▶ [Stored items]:
◆ ◆ ◆ ◆
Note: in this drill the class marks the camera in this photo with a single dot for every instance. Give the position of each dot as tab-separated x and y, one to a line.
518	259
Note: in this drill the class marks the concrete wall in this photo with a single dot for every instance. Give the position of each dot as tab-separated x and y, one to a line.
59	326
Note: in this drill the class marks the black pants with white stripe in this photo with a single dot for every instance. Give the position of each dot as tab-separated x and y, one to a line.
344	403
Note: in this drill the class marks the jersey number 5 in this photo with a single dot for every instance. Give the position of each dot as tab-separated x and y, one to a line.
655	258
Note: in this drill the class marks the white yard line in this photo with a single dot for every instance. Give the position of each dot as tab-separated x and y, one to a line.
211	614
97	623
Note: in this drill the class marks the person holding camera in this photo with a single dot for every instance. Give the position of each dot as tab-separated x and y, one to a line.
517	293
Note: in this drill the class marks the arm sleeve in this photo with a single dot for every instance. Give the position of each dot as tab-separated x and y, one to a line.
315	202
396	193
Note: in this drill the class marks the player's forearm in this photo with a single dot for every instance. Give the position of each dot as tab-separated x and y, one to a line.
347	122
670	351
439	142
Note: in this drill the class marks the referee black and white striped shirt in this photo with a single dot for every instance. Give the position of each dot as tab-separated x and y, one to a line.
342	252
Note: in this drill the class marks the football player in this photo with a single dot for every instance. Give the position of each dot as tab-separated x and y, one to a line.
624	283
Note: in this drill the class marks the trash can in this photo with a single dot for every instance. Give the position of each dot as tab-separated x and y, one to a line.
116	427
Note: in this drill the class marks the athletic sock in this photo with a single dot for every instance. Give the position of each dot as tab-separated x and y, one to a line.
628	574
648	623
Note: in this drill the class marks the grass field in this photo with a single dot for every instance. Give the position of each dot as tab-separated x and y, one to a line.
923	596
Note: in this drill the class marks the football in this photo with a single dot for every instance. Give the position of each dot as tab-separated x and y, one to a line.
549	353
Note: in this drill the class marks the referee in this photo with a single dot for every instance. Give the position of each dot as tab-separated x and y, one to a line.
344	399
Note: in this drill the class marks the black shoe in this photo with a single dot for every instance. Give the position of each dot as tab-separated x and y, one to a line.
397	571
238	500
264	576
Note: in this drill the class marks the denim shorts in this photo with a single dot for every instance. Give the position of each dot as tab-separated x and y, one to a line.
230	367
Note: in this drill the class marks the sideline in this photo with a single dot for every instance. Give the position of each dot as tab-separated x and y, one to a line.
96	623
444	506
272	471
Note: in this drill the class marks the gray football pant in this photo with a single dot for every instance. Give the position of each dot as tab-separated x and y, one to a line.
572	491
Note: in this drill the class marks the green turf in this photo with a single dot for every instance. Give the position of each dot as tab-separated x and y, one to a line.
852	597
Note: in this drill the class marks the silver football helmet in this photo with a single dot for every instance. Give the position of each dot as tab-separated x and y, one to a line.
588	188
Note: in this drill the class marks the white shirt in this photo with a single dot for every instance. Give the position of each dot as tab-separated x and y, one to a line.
◆ ◆ ◆ ◆
Write every entry out again. Keep each one exact.

Note: in this drill the class marks the camera in this photo with a single dot for every instance. Give the position of each dot as tab-separated x and y, one to a line.
518	259
Note: in this drill the class marks the concrete wall in this photo with a single dot for every instance. Give the position of each dot as tab-separated x and y, one to a line.
59	326
Note: in this drill the class marks the black pants with white stripe in this photo with a single dot for every instance. Give the position of each dot as tab-separated x and y, one to a line.
344	403
Note: in this drill the class marks the jersey number 5 in this photo with a single dot for every instance. Give the position of each dot as tab-separated x and y, one to a line.
655	258
Note: in this drill the class marks the white yard line in this photo with a single dot for every instance. Give the position of each dot as tab-separated x and y, one to a line.
211	614
97	623
Note: in this drill the class marks the person holding camera in this photo with a single dot for every instance. Give the position of each dot as tab-separated x and y, one to a line.
517	293
Note: in this drill the class marks the arm sleeve in this photo with a single dot for every instance. Give the position of each dot as tab-separated x and y, one to a line.
315	202
396	193
Note: in this drill the class marks the player's forearm in this photo with a single dot for every instance. Give the position of each dot as tab-separated x and y, one to a line.
347	122
670	351
439	142
Note: in this drill the class marks the referee black and white striped shirt in this photo with a single dot for every instance. Give the position of each dot as tab-separated x and y, one to a line.
342	252
Note: in this drill the class marks the football player in this photo with a single dot for every instance. Give the position of each dot as tab-separated x and y, one to a line.
624	283
Note: in this drill the class marks the trash can in this photo with a single dot for every instance. Give the position of each dot as tab-separated x and y, one to a line.
116	427
Note: in this drill the class marks the athletic sock in this photo with a single dot for every instance. Give the position of each dot as tab-separated x and y, one to a line.
628	574
648	623
Note: in this drill the class marks the grass field in this photo with a single dot for every instance. Give the position of each dot as tab-separated x and y, one to a line.
923	596
Note: in this drill the class marks the football in this photo with a single dot for every instance. Give the position of each dot as tab-separated x and y, one to a line.
549	353
Note: in this drill the class marks the referee in this photo with a single dot for every instance. Give the position of each dot as tab-separated x and y, one to a line.
344	399
Note: in this drill the class marks the black shoe in this photo with a single dot for every instance. Give the position of each dot as tab-separated x and y, one to a line.
397	571
238	500
264	576
Note: in this drill the class marks the denim shorts in this photo with a single dot for every instance. Give the position of each dot as tab-separated x and y, one to a line.
230	367
Note: in this drill the class marks the sideline in this photo with a single dot for every instance. Give the position of each dot as tab-separated x and y, one to a line.
96	623
444	506
272	471
Note: in this drill the class marks the gray football pant in this photo with a single dot for every instance. Give the position of each dot as tab-separated x and y, one to a line.
572	491
Note: in this drill the class marks the green turf in this photo with a single dot for every instance. Give the position of each dot as tab-separated x and y, one to a line.
852	597
Note: in this drill the class marks the silver football helmet in this photo with a single dot for every instance. Give the position of each dot as tab-separated x and y, one to a line.
588	188
Note: in this drill the class marks the white shirt in this photo with a single dot for every instance. Give the position of each dot as tab-separated x and y, one to a line.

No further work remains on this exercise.